I’m dropping the meds, well not dropping my medication totally just dropping the dosage.
When I was first diagnosed with depression the doctor put me on 30mg of Mirtazapine, an antidepressant with the added benefit of being a sleep aide. In addition to my feeling emotionally crappy I had also been having trouble sleeping consistently. Subsequent to that we raised it to 45 mg as I felt had stopped making progress, maybe I had even regressed a bit. In hindsight I wonder if any of it was true.
A number of months ago I lowered my dosage back to 30 mg and then some time after that down ever further to 15 mg. This was after I had left work, not retired officially but was in the process of burning all my vacation and banked time. I was feeling better and whether the decision was right or wrong I wanted to get off the “juice”. My wife questioned my decision.
A few days ago I reduced the dosage down even further to 1/2 of one of the 15 mg tablets, or 7 mg +or-. Only time and the stability of my disposition will tell whether that was prudent or not. And these changes are all without the doctors advice or knowledge. Again whether right or wrong I can’t say.
I still maintain my “depression” was more situational than psychological and upon further reading on a number of topics I also now wonder if emotional intensity is a factor. Certainly the symptoms jive with my mood swings and their intensity but more reading will be in order before I can definitively say.

--------------------------------

Exercise goal - Edit the text about cutting back antidepressant medication, starting with "When I was first" and going on through "questioned my decision.". Write that part out again with "Mirtazapine" changed to "the prescribed drug".

--------------------------------

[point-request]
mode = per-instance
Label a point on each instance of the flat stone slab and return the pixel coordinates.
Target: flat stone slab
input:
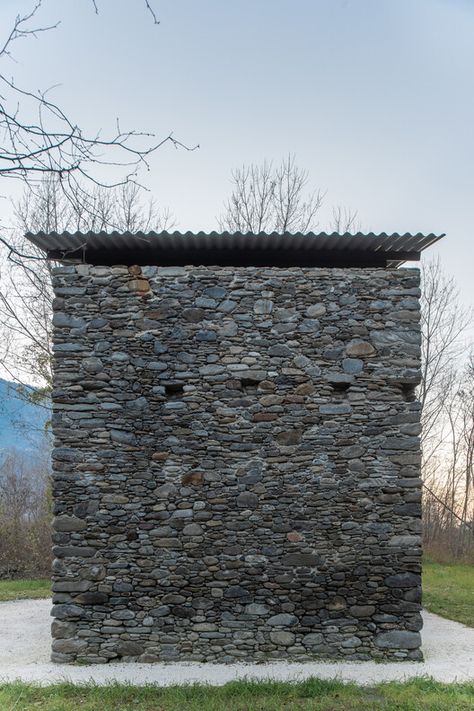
(25, 647)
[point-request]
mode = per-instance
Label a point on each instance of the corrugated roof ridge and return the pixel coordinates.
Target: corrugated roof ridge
(215, 233)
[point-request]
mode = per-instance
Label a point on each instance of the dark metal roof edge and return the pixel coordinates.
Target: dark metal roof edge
(214, 234)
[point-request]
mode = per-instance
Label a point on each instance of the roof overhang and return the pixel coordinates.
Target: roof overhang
(234, 249)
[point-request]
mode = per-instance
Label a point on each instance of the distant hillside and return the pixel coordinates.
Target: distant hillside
(22, 424)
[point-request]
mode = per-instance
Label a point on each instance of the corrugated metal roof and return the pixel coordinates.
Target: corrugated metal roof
(235, 249)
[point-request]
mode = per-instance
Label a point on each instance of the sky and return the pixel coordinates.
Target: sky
(373, 97)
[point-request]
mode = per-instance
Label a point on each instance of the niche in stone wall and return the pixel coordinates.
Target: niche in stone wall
(173, 390)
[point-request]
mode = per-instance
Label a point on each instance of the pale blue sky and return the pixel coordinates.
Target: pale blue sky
(374, 97)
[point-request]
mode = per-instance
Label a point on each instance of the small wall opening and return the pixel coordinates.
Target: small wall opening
(174, 391)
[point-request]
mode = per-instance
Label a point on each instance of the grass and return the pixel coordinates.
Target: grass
(448, 590)
(24, 589)
(311, 695)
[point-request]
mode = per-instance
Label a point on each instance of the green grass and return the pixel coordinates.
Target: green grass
(448, 590)
(24, 589)
(311, 695)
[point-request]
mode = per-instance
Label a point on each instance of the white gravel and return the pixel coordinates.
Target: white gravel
(25, 640)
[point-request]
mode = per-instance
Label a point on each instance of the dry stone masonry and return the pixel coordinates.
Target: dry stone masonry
(236, 471)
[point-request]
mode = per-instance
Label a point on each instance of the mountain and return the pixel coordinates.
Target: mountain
(22, 423)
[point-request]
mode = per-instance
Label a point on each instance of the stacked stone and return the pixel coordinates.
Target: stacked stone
(236, 471)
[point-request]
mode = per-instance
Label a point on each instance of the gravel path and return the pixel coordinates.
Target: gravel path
(24, 654)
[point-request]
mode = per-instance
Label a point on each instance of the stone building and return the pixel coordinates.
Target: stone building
(237, 461)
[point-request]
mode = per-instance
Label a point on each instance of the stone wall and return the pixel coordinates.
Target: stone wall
(236, 472)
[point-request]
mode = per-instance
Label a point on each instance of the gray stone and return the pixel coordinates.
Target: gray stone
(359, 348)
(282, 620)
(352, 365)
(398, 639)
(247, 500)
(315, 310)
(263, 306)
(340, 409)
(282, 638)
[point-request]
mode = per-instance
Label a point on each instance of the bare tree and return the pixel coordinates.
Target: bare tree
(269, 198)
(38, 138)
(444, 325)
(25, 515)
(25, 290)
(344, 220)
(446, 394)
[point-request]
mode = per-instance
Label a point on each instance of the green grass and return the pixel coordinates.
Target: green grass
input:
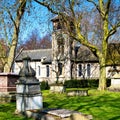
(7, 112)
(102, 105)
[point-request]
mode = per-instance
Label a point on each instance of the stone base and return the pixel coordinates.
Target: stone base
(58, 114)
(57, 88)
(77, 93)
(7, 97)
(114, 89)
(26, 102)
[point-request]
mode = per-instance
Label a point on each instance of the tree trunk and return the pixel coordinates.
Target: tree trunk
(20, 11)
(102, 78)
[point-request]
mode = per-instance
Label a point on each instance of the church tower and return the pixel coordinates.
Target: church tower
(61, 52)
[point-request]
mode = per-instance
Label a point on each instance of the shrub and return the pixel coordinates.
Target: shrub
(44, 85)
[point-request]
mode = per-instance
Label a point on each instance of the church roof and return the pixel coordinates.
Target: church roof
(36, 55)
(85, 55)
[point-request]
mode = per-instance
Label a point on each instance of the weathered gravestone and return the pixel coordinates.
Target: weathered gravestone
(7, 86)
(115, 83)
(28, 96)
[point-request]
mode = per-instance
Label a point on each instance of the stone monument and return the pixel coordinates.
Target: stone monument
(28, 94)
(115, 82)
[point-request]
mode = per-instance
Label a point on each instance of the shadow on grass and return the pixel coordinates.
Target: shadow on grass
(103, 106)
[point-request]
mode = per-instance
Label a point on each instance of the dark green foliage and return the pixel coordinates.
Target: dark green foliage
(44, 85)
(84, 83)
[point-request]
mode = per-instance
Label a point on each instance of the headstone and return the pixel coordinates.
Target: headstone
(115, 83)
(28, 95)
(7, 86)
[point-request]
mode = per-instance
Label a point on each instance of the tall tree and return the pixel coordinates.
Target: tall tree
(9, 8)
(69, 11)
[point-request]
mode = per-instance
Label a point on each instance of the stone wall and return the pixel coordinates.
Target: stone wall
(7, 82)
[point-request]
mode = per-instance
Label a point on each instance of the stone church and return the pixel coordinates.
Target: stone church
(66, 60)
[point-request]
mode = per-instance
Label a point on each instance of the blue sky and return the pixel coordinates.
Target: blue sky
(38, 18)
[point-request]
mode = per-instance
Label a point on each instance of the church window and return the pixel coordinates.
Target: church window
(60, 68)
(39, 70)
(80, 70)
(88, 70)
(48, 71)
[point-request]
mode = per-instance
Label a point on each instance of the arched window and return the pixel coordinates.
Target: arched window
(60, 68)
(80, 70)
(39, 70)
(88, 70)
(48, 71)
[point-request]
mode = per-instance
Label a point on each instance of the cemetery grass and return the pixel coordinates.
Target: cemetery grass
(7, 112)
(103, 105)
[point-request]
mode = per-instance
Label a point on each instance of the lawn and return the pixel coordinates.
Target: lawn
(102, 105)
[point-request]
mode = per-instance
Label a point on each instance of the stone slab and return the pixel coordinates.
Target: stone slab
(60, 112)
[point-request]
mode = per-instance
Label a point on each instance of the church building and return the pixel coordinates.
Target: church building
(66, 60)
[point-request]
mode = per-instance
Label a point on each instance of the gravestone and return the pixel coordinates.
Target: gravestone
(7, 86)
(28, 96)
(115, 82)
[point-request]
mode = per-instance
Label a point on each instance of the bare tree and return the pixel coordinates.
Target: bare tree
(34, 42)
(69, 11)
(9, 8)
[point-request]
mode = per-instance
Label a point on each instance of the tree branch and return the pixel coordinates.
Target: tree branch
(113, 30)
(46, 5)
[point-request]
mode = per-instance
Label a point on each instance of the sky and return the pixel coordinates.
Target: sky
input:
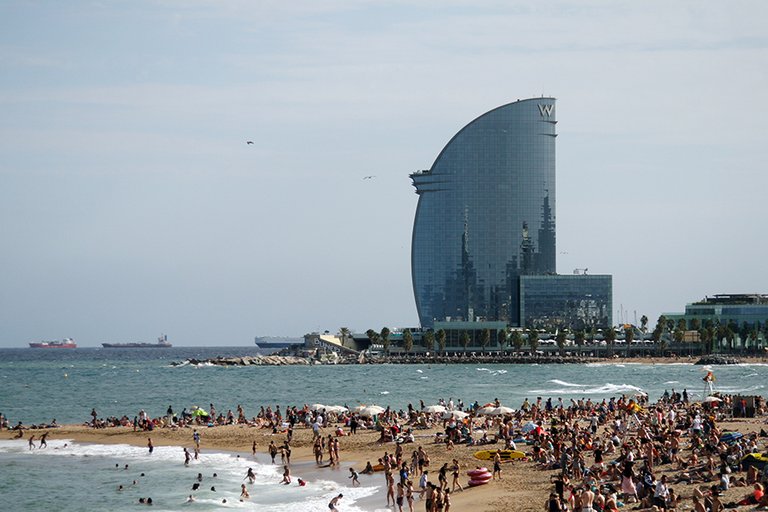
(131, 205)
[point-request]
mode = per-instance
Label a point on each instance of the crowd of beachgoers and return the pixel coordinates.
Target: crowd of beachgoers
(598, 455)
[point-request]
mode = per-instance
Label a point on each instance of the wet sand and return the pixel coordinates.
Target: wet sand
(523, 484)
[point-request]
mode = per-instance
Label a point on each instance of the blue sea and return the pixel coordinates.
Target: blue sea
(38, 385)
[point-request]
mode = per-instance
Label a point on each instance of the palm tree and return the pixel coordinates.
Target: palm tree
(560, 340)
(502, 338)
(465, 340)
(579, 337)
(441, 336)
(629, 337)
(533, 339)
(644, 324)
(407, 341)
(372, 335)
(517, 340)
(345, 334)
(485, 339)
(428, 341)
(610, 338)
(385, 339)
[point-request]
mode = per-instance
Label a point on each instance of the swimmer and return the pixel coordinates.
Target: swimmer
(334, 502)
(286, 475)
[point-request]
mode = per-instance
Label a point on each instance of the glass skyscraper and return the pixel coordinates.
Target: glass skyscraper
(486, 216)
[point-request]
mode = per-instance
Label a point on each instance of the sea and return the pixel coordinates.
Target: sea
(40, 385)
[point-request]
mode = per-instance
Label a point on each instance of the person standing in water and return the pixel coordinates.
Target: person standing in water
(334, 502)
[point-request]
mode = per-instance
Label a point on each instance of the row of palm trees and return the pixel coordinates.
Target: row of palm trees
(666, 331)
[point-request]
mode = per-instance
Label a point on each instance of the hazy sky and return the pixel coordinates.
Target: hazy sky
(131, 205)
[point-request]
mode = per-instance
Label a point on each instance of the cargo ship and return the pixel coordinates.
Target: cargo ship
(65, 343)
(162, 342)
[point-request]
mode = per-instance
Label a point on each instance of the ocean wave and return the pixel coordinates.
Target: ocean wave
(578, 389)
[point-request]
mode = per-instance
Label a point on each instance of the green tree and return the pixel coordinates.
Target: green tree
(610, 338)
(373, 336)
(533, 339)
(517, 340)
(579, 337)
(407, 341)
(428, 341)
(441, 337)
(560, 339)
(485, 339)
(502, 336)
(629, 337)
(385, 332)
(465, 340)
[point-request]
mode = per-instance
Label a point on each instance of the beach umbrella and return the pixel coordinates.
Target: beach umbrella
(371, 410)
(458, 415)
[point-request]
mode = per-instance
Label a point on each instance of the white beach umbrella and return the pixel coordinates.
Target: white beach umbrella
(371, 410)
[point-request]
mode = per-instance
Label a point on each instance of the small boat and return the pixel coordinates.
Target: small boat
(65, 343)
(162, 342)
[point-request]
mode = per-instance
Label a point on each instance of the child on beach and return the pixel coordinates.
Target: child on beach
(354, 476)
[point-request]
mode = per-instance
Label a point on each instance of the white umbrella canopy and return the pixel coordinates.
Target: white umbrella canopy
(371, 410)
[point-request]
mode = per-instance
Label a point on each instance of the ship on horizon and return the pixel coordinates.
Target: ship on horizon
(65, 343)
(162, 342)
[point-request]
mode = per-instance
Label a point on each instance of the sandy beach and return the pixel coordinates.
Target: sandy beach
(523, 487)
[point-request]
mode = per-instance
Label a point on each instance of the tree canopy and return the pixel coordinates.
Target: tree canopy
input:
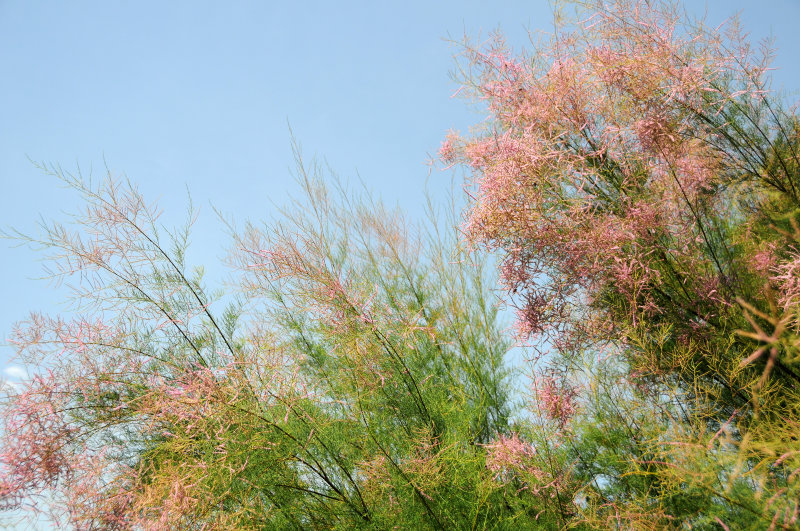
(637, 185)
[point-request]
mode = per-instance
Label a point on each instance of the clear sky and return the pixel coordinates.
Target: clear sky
(199, 94)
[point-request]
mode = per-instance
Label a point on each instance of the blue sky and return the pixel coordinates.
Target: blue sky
(199, 94)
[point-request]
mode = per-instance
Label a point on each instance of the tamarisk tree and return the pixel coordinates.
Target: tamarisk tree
(355, 381)
(641, 182)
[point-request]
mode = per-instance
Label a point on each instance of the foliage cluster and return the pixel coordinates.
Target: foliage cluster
(640, 185)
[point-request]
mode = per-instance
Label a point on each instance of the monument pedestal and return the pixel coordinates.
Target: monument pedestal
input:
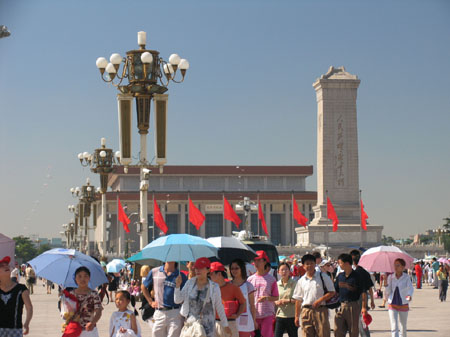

--------------------------------

Exercise result -
When I was first diagnosed with depression the doctor put me on 30mg of the prescribed drug, an antidepressant with the added benefit of being a sleep aide. In addition to my feeling emotionally crappy I had also been having trouble sleeping consistently. Subsequent to that we raised it to 45 mg as I felt had stopped making progress, maybe I had even regressed a bit. In hindsight I wonder if any of it was true.
A number of months ago I lowered my dosage back to 30 mg and then some time after that down ever further to 15 mg. This was after I had left work, not retired officially but was in the process of burning all my vacation and banked time. I was feeling better and whether the decision was right or wrong I wanted to get off the “juice”. My wife questioned my decision.